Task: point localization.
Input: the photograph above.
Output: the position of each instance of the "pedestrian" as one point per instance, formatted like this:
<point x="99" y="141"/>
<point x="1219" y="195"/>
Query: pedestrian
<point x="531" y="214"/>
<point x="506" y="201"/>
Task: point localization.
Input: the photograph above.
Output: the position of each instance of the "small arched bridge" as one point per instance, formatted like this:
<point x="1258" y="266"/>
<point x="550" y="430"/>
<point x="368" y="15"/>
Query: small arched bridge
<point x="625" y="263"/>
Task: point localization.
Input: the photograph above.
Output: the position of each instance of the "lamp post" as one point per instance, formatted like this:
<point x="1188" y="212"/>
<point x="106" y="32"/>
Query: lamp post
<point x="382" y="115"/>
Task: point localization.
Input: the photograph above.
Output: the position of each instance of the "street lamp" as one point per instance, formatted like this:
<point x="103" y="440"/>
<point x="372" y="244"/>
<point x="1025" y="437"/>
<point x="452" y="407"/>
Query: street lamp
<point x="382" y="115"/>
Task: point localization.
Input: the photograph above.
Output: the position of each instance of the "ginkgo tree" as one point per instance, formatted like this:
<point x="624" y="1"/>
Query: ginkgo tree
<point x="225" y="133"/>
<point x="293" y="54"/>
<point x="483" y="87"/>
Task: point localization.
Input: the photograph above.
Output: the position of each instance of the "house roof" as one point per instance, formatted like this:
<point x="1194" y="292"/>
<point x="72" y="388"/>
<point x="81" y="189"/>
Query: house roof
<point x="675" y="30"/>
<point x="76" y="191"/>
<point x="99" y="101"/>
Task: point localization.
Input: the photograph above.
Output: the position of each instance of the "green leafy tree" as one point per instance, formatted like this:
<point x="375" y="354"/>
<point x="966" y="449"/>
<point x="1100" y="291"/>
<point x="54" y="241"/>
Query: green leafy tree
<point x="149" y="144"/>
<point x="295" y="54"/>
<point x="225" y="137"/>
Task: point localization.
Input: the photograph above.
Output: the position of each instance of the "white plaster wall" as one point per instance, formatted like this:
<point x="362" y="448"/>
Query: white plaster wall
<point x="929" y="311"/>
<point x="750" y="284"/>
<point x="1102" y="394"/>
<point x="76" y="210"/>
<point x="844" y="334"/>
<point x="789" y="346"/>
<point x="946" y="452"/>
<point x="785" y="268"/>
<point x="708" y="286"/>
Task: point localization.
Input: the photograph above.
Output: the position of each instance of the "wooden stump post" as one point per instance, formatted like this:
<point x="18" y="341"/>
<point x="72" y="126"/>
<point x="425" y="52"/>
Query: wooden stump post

────────────────

The complete listing, transcribed exactly, is the expected answer.

• **EXPECTED OUTPUT**
Task: point localization.
Input: the photograph above.
Output: the position of each instance of the "pedestrian" as one point per instance, formatted like this:
<point x="99" y="141"/>
<point x="1219" y="195"/>
Query: pedestrian
<point x="531" y="214"/>
<point x="506" y="201"/>
Task: point localization.
Input: the photograph above.
Output: the position of each instance of the "small arched bridge" as one point per instance, formatted like this:
<point x="1258" y="266"/>
<point x="550" y="430"/>
<point x="368" y="15"/>
Query: small arched bridge
<point x="625" y="263"/>
Task: point localization.
Input: the photograph above.
Output: the position of each instance of the "lamp post" as one point per instance, formatted like this:
<point x="1188" y="212"/>
<point x="106" y="32"/>
Query: lamp post
<point x="382" y="115"/>
Task: point localization.
Input: the photograph above.
Output: the position of each instance of the "street lamp" as one point per instance, formatted like this:
<point x="103" y="440"/>
<point x="372" y="244"/>
<point x="1025" y="437"/>
<point x="452" y="407"/>
Query: street lamp
<point x="382" y="115"/>
Task: point localization.
Input: the photograph above.
Output: the position of each instance of the "ginkgo tree" as one point per instance, formatted like this:
<point x="624" y="1"/>
Query: ginkgo tree
<point x="225" y="133"/>
<point x="293" y="54"/>
<point x="483" y="87"/>
Task: point localization.
Input: the photograph above.
Output: the position of each instance of the "house roof" as one point per instance, formatted like this:
<point x="1194" y="292"/>
<point x="72" y="388"/>
<point x="81" y="189"/>
Query: house roof
<point x="675" y="30"/>
<point x="76" y="191"/>
<point x="99" y="101"/>
Task: point localization.
Input: the photograph above.
Output: the position of each instance of the "green leafy tree" as one point per instance, formatted like this:
<point x="375" y="354"/>
<point x="966" y="449"/>
<point x="1100" y="291"/>
<point x="54" y="241"/>
Query: green leafy tree
<point x="149" y="144"/>
<point x="295" y="54"/>
<point x="225" y="137"/>
Task: point localization.
Input: the photograph above.
Output: the position of each instance of the "white plaster wall" as one point per instance, formatted like this:
<point x="362" y="448"/>
Query: white plaster wall
<point x="929" y="311"/>
<point x="750" y="284"/>
<point x="1102" y="394"/>
<point x="76" y="210"/>
<point x="844" y="334"/>
<point x="789" y="346"/>
<point x="946" y="452"/>
<point x="785" y="268"/>
<point x="708" y="286"/>
Task: point localization.
Input: the photograph above.
Output: the position of each instance of the "wooden stump post" as one point per instance, formatted like this:
<point x="18" y="341"/>
<point x="72" y="126"/>
<point x="425" y="52"/>
Query: wooden stump post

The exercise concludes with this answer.